PROBLEM TO WORK ON
When you reach the line containing "Phrase: pink baseball cap" in the data below, begin returning lines exactly as written, and stop once the line containing "Phrase: green hillside" has been returned.

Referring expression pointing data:
###
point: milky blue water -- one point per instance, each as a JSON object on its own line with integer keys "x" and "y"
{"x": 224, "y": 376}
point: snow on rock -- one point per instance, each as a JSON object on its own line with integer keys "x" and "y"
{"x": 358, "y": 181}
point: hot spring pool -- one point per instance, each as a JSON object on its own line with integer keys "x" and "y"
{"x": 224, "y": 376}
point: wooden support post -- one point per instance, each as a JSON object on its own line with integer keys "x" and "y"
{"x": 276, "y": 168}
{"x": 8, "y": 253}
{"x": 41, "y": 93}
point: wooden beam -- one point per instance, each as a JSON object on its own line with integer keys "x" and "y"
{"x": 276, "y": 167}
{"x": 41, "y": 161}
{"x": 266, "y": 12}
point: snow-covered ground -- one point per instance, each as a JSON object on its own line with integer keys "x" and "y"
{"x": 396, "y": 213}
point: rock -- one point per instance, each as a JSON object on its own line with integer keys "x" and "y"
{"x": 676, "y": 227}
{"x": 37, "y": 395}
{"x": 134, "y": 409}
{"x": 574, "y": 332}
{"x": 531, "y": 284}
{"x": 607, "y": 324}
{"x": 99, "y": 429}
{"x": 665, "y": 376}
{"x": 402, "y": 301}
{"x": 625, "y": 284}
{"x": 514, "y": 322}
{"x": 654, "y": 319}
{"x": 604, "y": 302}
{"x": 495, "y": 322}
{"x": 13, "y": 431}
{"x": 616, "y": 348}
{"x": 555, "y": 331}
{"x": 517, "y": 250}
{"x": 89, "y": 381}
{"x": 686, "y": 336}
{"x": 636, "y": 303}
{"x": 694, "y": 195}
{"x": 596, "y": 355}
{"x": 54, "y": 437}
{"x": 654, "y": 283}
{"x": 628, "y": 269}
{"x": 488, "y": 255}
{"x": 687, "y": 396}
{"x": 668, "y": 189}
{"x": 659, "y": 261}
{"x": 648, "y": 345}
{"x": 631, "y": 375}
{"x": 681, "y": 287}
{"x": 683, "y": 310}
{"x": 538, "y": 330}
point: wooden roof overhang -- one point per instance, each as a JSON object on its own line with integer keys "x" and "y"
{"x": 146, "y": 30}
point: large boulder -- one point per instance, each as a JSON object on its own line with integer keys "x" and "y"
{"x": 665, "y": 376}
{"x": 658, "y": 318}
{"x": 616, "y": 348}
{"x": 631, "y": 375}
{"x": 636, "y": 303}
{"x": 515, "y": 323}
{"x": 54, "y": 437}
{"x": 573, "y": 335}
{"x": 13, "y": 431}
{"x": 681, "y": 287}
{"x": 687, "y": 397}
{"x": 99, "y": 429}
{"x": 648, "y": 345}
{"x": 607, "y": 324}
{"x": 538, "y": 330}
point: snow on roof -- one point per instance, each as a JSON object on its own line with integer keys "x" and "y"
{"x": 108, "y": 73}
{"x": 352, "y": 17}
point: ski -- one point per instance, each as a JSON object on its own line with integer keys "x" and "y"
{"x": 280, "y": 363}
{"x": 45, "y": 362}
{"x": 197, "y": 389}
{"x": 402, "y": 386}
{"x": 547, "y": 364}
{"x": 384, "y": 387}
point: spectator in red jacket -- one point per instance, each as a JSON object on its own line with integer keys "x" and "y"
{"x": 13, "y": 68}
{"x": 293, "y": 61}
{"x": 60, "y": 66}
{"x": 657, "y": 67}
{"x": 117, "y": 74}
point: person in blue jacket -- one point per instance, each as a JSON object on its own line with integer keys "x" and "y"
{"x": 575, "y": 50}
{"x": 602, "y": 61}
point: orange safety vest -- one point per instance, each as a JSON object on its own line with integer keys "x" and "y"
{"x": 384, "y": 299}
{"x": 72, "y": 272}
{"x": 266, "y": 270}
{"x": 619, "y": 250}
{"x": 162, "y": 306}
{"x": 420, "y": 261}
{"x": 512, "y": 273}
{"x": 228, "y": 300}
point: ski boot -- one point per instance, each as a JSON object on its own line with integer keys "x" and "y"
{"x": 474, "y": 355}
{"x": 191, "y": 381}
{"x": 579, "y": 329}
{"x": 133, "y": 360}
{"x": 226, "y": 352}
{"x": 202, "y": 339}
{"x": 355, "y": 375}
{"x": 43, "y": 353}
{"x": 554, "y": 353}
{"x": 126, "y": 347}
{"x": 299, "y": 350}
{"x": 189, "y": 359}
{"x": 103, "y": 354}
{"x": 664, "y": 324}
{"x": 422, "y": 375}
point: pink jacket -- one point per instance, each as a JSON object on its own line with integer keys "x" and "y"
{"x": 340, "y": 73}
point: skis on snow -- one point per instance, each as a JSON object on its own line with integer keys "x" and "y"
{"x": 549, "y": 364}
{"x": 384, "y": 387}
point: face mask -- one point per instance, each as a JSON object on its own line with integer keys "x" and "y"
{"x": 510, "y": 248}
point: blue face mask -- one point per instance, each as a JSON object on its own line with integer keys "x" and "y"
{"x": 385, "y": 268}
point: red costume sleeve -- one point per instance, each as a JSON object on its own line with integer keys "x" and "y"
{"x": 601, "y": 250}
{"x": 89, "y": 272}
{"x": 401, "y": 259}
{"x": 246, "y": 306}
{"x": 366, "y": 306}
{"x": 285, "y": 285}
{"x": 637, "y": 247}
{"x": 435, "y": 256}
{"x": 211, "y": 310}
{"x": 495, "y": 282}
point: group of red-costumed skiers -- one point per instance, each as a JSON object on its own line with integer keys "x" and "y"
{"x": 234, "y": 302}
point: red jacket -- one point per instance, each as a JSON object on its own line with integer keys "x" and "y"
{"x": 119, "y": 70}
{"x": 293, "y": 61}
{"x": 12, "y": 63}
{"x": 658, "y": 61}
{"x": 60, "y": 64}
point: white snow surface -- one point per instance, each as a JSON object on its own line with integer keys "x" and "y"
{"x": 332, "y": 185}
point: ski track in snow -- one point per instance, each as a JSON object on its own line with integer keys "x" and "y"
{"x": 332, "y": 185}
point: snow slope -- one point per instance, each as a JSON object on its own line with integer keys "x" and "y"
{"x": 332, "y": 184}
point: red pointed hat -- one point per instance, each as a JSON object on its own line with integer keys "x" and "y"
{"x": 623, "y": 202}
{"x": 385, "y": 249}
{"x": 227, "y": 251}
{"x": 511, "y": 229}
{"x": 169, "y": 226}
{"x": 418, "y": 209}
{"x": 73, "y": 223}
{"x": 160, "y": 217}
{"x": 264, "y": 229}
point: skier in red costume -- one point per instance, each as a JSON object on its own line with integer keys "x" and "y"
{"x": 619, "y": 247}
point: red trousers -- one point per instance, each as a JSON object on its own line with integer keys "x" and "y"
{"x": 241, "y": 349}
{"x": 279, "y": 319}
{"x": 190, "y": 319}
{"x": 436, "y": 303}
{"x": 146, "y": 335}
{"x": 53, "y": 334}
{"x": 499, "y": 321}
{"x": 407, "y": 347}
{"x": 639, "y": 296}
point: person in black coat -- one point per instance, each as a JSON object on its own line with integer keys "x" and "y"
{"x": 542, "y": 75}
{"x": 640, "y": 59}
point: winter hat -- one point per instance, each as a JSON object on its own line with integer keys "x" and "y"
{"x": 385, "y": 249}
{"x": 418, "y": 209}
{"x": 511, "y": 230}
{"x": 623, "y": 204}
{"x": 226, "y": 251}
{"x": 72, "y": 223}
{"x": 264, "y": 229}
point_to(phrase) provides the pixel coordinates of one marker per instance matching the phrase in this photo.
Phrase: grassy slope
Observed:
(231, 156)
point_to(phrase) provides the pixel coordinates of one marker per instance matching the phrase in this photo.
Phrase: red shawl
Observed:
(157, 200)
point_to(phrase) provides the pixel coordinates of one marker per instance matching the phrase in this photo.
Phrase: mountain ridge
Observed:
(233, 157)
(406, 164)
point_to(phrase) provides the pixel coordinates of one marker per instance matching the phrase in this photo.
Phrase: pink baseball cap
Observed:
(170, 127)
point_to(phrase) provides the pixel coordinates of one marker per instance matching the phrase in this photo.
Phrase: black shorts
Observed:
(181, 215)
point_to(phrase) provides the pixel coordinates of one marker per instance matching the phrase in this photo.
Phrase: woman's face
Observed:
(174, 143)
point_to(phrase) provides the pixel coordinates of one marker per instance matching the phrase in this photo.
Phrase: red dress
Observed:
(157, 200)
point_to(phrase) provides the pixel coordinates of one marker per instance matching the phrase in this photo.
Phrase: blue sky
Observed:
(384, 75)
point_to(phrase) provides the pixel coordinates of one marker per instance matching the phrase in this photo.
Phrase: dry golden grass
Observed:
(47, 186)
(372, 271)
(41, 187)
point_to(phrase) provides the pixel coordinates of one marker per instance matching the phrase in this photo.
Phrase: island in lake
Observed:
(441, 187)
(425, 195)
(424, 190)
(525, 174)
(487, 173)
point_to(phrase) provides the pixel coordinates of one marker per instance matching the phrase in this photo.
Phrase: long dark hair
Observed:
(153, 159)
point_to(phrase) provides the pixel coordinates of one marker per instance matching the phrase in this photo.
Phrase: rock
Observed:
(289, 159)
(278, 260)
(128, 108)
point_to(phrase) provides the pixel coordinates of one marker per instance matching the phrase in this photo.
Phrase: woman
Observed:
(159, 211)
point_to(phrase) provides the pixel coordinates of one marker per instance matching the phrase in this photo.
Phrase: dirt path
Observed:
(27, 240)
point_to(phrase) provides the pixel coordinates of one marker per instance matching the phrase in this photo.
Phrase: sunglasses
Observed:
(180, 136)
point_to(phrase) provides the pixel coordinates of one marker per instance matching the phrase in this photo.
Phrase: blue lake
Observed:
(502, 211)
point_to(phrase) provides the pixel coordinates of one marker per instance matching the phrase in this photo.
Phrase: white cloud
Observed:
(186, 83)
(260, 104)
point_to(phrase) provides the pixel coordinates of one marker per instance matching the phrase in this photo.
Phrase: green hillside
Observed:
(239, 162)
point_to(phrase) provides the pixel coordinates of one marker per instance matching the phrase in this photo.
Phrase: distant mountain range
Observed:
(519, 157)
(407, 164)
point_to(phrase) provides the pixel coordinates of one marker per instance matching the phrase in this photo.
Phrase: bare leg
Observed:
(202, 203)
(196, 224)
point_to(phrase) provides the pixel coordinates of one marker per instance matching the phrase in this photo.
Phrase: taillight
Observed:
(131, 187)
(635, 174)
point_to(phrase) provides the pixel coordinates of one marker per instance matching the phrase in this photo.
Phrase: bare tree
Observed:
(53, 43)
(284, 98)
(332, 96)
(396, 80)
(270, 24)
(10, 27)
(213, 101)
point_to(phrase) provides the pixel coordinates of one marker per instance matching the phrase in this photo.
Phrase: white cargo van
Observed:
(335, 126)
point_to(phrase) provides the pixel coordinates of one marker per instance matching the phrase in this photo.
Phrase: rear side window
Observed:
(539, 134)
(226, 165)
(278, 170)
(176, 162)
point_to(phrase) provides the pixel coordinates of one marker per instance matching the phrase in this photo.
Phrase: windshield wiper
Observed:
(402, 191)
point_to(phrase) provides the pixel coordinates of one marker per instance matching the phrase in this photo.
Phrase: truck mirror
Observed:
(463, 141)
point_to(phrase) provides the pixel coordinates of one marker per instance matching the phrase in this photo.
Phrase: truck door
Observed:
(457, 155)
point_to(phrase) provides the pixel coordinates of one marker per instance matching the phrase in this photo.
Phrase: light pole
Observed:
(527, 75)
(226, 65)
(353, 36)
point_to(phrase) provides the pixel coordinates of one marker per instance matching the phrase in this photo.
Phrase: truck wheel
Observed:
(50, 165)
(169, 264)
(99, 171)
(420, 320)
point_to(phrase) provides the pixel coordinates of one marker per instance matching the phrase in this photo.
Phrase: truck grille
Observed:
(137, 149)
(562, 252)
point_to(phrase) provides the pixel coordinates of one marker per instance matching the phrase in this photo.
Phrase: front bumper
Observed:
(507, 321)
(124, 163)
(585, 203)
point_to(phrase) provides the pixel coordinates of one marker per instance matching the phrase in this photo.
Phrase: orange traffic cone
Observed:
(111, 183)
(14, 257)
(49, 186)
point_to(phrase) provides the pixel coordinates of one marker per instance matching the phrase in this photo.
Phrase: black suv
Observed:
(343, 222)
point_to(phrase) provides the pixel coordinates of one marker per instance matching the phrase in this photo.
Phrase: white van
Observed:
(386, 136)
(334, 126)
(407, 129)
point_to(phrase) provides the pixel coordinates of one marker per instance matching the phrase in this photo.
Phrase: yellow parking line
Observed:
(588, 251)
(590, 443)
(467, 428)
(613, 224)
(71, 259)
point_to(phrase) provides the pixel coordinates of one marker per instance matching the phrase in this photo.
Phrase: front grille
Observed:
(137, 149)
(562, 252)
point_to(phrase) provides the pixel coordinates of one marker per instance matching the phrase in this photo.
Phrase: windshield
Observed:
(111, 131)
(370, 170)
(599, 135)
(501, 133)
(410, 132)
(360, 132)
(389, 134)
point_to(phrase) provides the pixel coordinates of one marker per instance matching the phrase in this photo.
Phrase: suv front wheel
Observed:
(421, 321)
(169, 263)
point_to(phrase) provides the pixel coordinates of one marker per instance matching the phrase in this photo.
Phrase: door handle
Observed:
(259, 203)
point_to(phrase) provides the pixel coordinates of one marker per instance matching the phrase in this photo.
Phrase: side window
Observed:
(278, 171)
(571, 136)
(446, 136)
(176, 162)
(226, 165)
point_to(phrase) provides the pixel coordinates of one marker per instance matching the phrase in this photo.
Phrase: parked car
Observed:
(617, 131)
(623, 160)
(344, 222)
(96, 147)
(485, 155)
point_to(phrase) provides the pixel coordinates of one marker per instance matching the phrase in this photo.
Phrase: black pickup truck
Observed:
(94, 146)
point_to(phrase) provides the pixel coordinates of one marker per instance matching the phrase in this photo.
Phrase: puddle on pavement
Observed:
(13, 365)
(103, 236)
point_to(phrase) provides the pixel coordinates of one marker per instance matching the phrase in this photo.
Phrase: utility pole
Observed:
###
RESULT OF THIS TASK
Phrase: pink baseball cap
Observed:
(170, 127)
point_to(phrase) provides the pixel coordinates of one marker per instance matching the phrase in this photo.
Phrase: black shorts
Observed:
(181, 215)
point_to(phrase) provides the pixel coordinates of one marker per instance matching the phrase in this photo.
Phrase: woman's face
Observed:
(174, 143)
point_to(phrase) provides the pixel coordinates of one marker per instance matching the phrase in this photo.
Phrase: red dress
Observed:
(157, 200)
point_to(phrase) provides the pixel coordinates of one marker per instance matching the phrase in this photo.
Phrase: blue sky
Observed:
(384, 75)
point_to(phrase) provides the pixel coordinates of one marker per instance matching the phrase in this photo.
Phrase: dry golden grass
Observed:
(47, 186)
(372, 271)
(41, 187)
point_to(phrase) provides the pixel coordinates of one marker per instance matching the phrase in this photo.
Phrase: island in lake
Observed:
(441, 187)
(425, 195)
(424, 190)
(525, 174)
(487, 173)
point_to(phrase) provides the pixel coordinates of one marker per instance matching the phrase in this photo.
Phrase: long dark hair
Observed:
(153, 159)
point_to(phrase) provides the pixel coordinates of one marker per instance matching the phrase in this photo.
Phrase: rock
Observed:
(289, 159)
(278, 260)
(128, 108)
point_to(phrase) provides the pixel coordinates of one marker per instance matching the phrase in this photo.
Phrase: woman
Observed:
(159, 211)
point_to(phrase) provides the pixel coordinates of one marker per instance matching the phrase in this photo.
Phrase: dirt path
Observed:
(27, 240)
point_to(phrase) provides the pixel coordinates of one marker per instance matching the phrase in this photo.
Phrase: sunglasses
Observed:
(180, 136)
point_to(phrase) provides the pixel coordinates of one marker per instance matching the phrase in this photo.
Phrase: blue lake
Observed:
(502, 211)
point_to(phrase) provides the pixel coordinates of one marker per instance matching the phrase in this photo.
Phrase: white cloud
Observed:
(186, 83)
(260, 104)
point_to(phrase) provides the pixel coordinates of one marker per instance matching the phrase in this photo.
Phrase: green hillside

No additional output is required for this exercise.